Task goal: Retype every row below without altering a single character.

[Entries on locating named items]
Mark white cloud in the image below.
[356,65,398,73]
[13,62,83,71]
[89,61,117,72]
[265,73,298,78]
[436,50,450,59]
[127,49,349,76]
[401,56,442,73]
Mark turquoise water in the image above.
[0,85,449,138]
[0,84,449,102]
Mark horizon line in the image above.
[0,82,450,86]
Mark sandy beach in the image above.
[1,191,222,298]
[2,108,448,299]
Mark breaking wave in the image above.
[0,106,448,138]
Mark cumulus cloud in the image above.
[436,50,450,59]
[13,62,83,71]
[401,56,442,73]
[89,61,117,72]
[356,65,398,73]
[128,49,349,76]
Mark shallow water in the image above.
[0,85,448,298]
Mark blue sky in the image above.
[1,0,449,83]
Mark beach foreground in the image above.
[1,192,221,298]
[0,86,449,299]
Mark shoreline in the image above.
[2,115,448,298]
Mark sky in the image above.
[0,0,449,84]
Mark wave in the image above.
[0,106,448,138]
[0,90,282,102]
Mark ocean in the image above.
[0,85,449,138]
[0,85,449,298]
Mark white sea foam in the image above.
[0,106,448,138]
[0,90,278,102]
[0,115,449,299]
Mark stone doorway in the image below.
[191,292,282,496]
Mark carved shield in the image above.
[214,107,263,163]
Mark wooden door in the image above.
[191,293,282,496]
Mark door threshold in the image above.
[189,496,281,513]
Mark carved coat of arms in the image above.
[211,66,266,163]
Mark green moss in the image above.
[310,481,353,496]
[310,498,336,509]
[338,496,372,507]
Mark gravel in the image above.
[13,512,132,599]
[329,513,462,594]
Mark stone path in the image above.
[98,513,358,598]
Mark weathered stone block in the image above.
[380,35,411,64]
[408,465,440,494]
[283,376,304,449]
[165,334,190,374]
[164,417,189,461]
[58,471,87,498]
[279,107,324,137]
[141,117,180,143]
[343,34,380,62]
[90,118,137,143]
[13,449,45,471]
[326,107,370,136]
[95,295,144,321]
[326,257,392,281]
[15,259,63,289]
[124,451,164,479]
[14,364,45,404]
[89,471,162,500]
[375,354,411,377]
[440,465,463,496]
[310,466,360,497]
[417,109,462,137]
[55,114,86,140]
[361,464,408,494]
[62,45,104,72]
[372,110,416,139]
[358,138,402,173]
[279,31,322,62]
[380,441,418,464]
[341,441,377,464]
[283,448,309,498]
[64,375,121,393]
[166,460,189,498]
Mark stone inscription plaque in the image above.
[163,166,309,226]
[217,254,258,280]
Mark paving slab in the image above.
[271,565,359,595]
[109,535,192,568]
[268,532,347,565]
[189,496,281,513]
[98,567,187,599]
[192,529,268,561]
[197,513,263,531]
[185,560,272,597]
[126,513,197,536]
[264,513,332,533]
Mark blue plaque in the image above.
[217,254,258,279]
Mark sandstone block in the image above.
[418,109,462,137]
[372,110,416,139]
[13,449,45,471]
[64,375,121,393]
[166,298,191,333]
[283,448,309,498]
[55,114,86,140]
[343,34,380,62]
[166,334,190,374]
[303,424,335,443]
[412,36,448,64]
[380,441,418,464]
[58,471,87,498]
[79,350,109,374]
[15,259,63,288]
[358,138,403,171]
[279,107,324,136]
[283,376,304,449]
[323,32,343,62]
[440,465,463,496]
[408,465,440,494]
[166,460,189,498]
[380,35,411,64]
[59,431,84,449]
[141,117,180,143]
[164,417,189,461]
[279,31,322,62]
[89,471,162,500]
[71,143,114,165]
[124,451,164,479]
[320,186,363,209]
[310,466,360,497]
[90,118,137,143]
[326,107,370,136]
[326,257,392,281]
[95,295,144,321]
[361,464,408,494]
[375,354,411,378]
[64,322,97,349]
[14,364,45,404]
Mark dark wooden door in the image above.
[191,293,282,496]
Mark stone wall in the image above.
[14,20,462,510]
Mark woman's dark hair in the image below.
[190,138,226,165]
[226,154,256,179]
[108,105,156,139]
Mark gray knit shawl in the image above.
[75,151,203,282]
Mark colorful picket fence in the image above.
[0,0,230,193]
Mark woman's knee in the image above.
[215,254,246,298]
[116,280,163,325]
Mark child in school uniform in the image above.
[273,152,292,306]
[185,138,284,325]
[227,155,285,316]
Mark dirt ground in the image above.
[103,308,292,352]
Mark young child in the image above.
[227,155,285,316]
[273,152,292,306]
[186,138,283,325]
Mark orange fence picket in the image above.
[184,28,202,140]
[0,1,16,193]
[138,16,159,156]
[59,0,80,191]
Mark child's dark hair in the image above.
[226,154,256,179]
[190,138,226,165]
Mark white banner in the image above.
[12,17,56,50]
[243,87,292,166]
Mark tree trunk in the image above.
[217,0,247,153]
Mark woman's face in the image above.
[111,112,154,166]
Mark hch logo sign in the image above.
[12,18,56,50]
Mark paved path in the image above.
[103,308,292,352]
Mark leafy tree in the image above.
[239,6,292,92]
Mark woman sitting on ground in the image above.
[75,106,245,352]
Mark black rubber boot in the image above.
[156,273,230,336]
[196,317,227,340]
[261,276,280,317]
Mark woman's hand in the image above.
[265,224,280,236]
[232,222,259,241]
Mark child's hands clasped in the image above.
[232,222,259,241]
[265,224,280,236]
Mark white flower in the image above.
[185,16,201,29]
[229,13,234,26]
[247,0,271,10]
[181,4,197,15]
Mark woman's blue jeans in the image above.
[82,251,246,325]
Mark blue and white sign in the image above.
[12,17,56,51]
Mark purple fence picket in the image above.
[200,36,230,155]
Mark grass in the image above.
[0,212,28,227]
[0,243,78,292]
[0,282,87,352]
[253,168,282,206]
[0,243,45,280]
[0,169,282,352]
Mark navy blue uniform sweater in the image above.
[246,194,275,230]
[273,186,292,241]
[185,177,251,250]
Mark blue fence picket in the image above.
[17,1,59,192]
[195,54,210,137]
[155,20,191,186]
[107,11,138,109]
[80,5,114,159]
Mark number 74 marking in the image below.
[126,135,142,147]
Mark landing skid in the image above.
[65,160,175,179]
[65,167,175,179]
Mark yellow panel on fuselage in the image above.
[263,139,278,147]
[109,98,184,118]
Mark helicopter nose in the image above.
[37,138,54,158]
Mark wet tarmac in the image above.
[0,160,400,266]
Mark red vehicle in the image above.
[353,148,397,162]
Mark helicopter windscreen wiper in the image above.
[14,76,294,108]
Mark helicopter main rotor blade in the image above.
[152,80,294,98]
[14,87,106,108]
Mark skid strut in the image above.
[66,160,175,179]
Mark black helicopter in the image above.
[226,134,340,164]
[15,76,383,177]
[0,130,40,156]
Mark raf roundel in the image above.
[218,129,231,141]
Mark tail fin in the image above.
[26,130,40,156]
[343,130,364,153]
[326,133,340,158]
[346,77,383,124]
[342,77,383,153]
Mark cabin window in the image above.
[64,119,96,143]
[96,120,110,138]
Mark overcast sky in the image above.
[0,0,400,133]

Solution to the exercise:
Mark white cloud in the image below.
[356,65,398,73]
[13,62,83,71]
[89,61,117,72]
[265,73,298,78]
[436,50,450,59]
[127,49,349,76]
[401,56,442,73]
Mark turquoise water in the image above.
[0,85,449,138]
[0,84,449,102]
Mark horizon line in the image above.
[0,82,450,86]
Mark sandy beach in the image above.
[1,191,222,298]
[2,108,448,299]
Mark breaking wave in the image above.
[0,106,448,138]
Mark cumulus cloud in the image above.
[436,50,450,59]
[13,62,83,71]
[401,56,442,73]
[89,61,117,72]
[356,65,398,73]
[128,49,349,76]
Mark shallow water in the image above.
[0,85,448,298]
Mark blue sky in the image above.
[1,0,449,83]
Mark beach foreground in the image above.
[1,192,221,298]
[0,86,449,299]
Mark shoreline in the image above.
[2,115,448,298]
Mark sky in the image above.
[0,0,449,84]
Mark wave in the image above.
[0,106,448,138]
[0,90,282,102]
Mark ocean in the image above.
[0,85,449,138]
[0,85,449,298]
Mark white sea foam in the image above.
[0,106,448,138]
[0,90,278,102]
[0,115,449,299]
Mark stone doorway in the image below.
[191,292,282,496]
Mark carved shield in the image above.
[214,107,263,163]
Mark wooden door in the image above.
[191,293,282,496]
Mark door threshold in the image above.
[189,496,281,513]
Mark carved coat of arms in the image above.
[211,66,266,163]
Mark green moss in the image above.
[310,481,353,496]
[310,498,336,509]
[338,496,372,507]
Mark gravel in the image above.
[13,512,132,599]
[329,513,462,594]
Mark stone path in the image above.
[98,513,358,598]
Mark weathered stone block in the image above.
[380,35,411,64]
[408,465,440,494]
[283,376,304,449]
[165,334,190,374]
[164,417,189,461]
[58,471,87,498]
[279,107,324,137]
[141,117,180,143]
[343,34,380,62]
[90,118,137,143]
[13,449,45,471]
[326,107,370,136]
[95,295,144,321]
[326,257,392,281]
[15,259,63,289]
[124,451,164,479]
[14,364,45,404]
[89,471,162,500]
[375,354,411,377]
[440,465,463,496]
[310,466,360,497]
[417,109,462,137]
[55,114,86,140]
[361,464,408,494]
[62,45,104,72]
[372,110,416,139]
[358,138,402,173]
[279,31,322,62]
[380,441,418,464]
[341,441,377,464]
[283,448,309,498]
[64,375,121,393]
[166,460,189,498]
Mark stone inscription plaque in the image above.
[163,166,309,226]
[217,254,258,280]
Mark paving slab in the image above.
[271,565,359,595]
[109,535,192,568]
[268,532,347,565]
[189,496,281,513]
[98,567,187,599]
[192,529,268,561]
[197,513,263,531]
[185,560,272,597]
[126,513,197,536]
[264,513,332,533]
Mark blue plaque in the image above.
[217,254,258,279]
Mark sandstone block in the image above.
[418,109,462,137]
[372,110,416,139]
[13,449,45,471]
[64,375,121,393]
[166,298,191,333]
[283,448,309,498]
[55,114,86,140]
[343,34,380,62]
[166,334,190,374]
[303,424,335,443]
[412,36,448,64]
[380,441,418,464]
[58,471,87,498]
[79,350,109,374]
[15,259,63,288]
[358,138,403,171]
[279,107,324,136]
[283,376,304,449]
[323,32,343,62]
[440,465,463,496]
[408,465,440,494]
[166,460,189,498]
[380,35,411,64]
[59,431,84,449]
[141,117,180,143]
[164,417,189,461]
[279,31,322,62]
[89,471,162,500]
[71,143,114,165]
[124,451,164,479]
[320,186,363,209]
[310,466,360,497]
[90,118,137,143]
[326,107,370,136]
[326,257,392,281]
[95,295,144,321]
[361,464,408,494]
[375,354,411,378]
[64,322,97,349]
[14,364,45,404]
Mark dark wooden door in the image above.
[191,293,282,496]
Mark stone wall in the image above.
[14,20,462,510]
Mark woman's dark hair in the image below.
[190,138,226,165]
[226,154,256,179]
[108,105,156,139]
Mark gray knit shawl in the image above.
[75,151,203,282]
Mark colorful picket fence in the image above.
[0,0,230,193]
Mark woman's knee in the image above.
[215,254,246,298]
[116,280,163,325]
Mark child in school uniform in the image above.
[273,152,292,306]
[185,138,284,325]
[227,155,285,316]
Mark dirt ground in the image above.
[103,308,292,352]
Mark young child in the image above.
[227,155,285,316]
[273,152,292,306]
[186,138,283,325]
Mark orange fence picket in the image above.
[184,28,202,140]
[0,1,16,193]
[138,16,159,156]
[59,0,80,191]
Mark child's dark hair in the image above.
[226,154,256,179]
[190,138,226,165]
Mark white banner in the image above.
[12,17,56,50]
[243,87,292,166]
Mark tree trunk in the image above.
[217,0,247,153]
Mark woman's face in the image above.
[111,112,154,166]
Mark hch logo sign in the image above.
[12,18,56,50]
Mark paved path in the image above.
[103,308,292,352]
Mark leafy tree in the image above.
[239,6,292,92]
Mark woman sitting on ground in the image above.
[75,106,245,352]
Mark black rubber boot in the image above.
[156,273,230,336]
[196,317,227,340]
[261,276,280,317]
Mark woman's hand in the image above.
[265,224,280,236]
[232,222,259,241]
Mark child's hands clasped in the image above.
[232,222,259,241]
[265,224,280,236]
Mark white flower in the image above.
[185,16,201,29]
[229,13,234,26]
[247,0,271,10]
[181,4,197,15]
Mark woman's blue jeans in the image above.
[82,251,246,325]
Mark blue and white sign in the image above.
[12,17,56,51]
Mark purple fence picket in the image above.
[200,36,230,155]
Mark grass in the image above.
[0,212,28,227]
[0,243,78,292]
[0,282,87,352]
[253,168,282,206]
[0,243,45,280]
[0,169,282,352]
Mark navy blue uniform sweater in the image above.
[246,194,275,230]
[273,186,292,241]
[185,177,251,250]
Mark blue fence picket in the image above.
[17,1,59,192]
[195,54,210,137]
[155,20,191,186]
[107,11,138,109]
[80,5,114,159]
Mark number 74 marking in the image below.
[126,135,142,147]
Mark landing skid in the image above.
[65,160,175,179]
[65,167,175,179]
Mark yellow panel on fuselage in the image above.
[263,139,278,147]
[109,98,184,118]
Mark helicopter nose in the image above.
[37,138,54,158]
Mark wet tarmac in the image above.
[0,160,400,266]
Mark red vehicle in the image above.
[353,148,397,162]
Mark helicopter windscreen wiper in the image above.
[14,76,294,108]
Mark helicopter main rotor blade in the image above.
[152,80,294,98]
[14,87,106,108]
Mark skid strut in the image above.
[66,160,175,179]
Mark black helicopter in the image above.
[226,134,340,164]
[15,76,383,177]
[0,130,40,156]
Mark raf roundel in the image above.
[218,129,231,141]
Mark tail fin in the image above.
[26,130,40,156]
[343,130,364,153]
[326,133,340,158]
[346,77,383,124]
[342,77,383,153]
Mark cabin window in the image above.
[64,119,96,143]
[96,120,110,138]
Mark overcast sky in the image above.
[0,0,400,133]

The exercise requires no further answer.